Not so fast. In an elaborate hoax, pranksters on Monday preempted Chevron's latest advertising campaign "we agree" with a series of spoofs that appear to have fooled some news outlets.
"Chevron is making a clean break from the past by taking direct responsibility for our own actions," an official was falsely quoted as saying on a mock Chevron website.
"For decades, oil companies like ours have worked in disadvantaged areas, influencing policy in order to do there what we can't do at home. It's time this changed."
The hoax, which was reportedly carried out by environmental groups and the Yes Men group, also lampooned Chevron's rival, BP.
"BP's response to the Gulf tragedy was widely perceived as perfunctory and insincere," the text noted, adding that "oil companies should clean up their messes."
Unsurprisingly, Chevron was not very happy, calling the ads "environmentalist subterfuge."

*Listed entries*.
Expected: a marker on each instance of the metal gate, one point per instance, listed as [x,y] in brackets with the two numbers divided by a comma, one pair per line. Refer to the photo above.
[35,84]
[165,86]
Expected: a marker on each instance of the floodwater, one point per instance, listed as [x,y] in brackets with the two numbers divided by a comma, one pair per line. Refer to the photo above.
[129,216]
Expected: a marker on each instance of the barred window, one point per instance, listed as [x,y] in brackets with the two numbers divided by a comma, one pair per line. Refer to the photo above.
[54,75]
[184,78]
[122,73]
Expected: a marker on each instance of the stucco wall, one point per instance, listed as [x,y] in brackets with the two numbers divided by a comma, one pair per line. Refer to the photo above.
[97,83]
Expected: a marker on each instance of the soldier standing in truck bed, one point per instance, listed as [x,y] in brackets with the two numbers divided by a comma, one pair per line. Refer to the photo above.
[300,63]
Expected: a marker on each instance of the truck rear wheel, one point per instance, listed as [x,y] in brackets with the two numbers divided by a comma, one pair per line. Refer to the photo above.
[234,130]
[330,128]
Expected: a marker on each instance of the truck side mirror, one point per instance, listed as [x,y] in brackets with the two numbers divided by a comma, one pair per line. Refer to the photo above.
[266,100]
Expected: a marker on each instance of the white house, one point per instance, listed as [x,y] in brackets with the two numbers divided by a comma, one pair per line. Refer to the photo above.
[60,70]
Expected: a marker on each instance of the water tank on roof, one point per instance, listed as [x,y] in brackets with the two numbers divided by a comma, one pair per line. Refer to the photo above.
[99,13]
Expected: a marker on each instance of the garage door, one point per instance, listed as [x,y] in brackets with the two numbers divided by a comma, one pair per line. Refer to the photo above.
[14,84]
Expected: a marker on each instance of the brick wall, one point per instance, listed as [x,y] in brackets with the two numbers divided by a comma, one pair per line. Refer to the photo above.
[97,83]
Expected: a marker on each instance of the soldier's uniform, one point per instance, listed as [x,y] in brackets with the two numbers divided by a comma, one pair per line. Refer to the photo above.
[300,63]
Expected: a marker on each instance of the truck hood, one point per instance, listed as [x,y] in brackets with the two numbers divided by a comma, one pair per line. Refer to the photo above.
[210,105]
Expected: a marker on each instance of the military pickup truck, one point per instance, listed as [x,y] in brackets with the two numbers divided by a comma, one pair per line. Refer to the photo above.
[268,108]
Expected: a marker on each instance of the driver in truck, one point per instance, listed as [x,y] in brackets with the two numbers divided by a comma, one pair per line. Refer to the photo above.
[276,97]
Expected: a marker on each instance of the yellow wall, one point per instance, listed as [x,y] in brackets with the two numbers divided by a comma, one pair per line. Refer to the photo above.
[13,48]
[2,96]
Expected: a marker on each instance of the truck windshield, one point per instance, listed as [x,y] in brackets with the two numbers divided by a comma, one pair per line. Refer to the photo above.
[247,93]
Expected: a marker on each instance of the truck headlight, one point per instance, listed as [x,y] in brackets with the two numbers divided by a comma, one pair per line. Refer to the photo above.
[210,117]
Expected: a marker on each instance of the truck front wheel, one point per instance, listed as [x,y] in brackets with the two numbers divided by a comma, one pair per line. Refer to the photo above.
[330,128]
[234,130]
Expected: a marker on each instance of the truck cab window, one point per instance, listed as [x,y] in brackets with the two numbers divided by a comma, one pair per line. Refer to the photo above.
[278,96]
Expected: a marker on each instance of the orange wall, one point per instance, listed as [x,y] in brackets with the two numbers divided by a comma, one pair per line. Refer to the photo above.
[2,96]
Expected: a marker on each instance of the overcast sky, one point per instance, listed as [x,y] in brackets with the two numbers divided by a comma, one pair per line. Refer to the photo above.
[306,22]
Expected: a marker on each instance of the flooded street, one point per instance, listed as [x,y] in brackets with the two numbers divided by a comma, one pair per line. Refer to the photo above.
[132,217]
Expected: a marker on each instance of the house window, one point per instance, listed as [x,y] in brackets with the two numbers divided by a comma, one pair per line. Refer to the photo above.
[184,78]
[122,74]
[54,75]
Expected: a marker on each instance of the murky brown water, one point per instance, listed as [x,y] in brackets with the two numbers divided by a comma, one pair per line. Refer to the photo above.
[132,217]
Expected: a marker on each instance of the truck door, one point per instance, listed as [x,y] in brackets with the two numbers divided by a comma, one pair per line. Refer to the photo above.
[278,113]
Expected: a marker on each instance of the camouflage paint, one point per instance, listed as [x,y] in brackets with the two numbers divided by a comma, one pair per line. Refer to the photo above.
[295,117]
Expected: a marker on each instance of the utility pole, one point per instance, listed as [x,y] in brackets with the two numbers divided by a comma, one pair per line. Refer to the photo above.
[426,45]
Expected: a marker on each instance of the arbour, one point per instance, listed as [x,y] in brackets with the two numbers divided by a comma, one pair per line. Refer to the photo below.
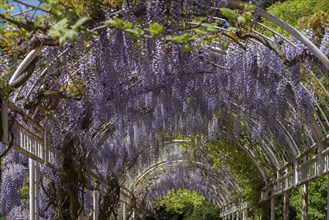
[134,95]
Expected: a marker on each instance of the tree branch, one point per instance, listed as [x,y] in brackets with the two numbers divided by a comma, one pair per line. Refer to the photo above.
[272,47]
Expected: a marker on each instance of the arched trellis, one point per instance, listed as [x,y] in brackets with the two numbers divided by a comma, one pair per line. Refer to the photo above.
[296,153]
[221,189]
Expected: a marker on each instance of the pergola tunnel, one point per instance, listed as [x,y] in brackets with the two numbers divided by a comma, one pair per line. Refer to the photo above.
[164,109]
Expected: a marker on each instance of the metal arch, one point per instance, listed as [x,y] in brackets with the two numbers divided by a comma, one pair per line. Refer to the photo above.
[273,158]
[224,192]
[312,47]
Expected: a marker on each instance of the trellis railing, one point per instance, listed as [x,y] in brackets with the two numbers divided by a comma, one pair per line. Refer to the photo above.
[302,171]
[30,139]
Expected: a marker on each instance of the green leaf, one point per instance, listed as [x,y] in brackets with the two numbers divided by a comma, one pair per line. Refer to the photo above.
[135,33]
[228,13]
[241,20]
[39,18]
[167,38]
[250,7]
[54,33]
[117,23]
[210,28]
[187,48]
[61,25]
[199,31]
[81,21]
[70,35]
[155,29]
[128,25]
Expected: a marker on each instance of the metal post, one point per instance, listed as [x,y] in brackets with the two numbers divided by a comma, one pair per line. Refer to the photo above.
[327,196]
[245,214]
[286,205]
[124,211]
[95,205]
[273,208]
[4,122]
[33,188]
[304,202]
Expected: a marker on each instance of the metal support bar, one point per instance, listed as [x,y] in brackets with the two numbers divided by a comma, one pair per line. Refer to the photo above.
[286,206]
[33,188]
[4,122]
[95,204]
[304,202]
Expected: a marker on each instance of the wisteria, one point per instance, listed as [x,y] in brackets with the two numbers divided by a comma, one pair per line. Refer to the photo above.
[112,103]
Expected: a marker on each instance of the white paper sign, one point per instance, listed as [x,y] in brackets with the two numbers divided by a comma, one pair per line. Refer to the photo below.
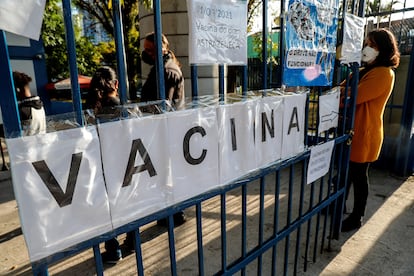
[59,186]
[136,166]
[319,161]
[269,128]
[293,125]
[329,110]
[236,144]
[22,17]
[218,31]
[192,138]
[353,39]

*What the task requires*. Could you copy everything from "Not so fast." down to "some news outlets." in the Chevron passage, replacing "hoax" with "stunt"? Draw only on the Chevron passage.

*Your solution*.
Not so fast. In an elaborate stunt, pranksters on Monday preempted Chevron's latest advertising campaign "we agree" with a series of spoofs that appear to have fooled some news outlets.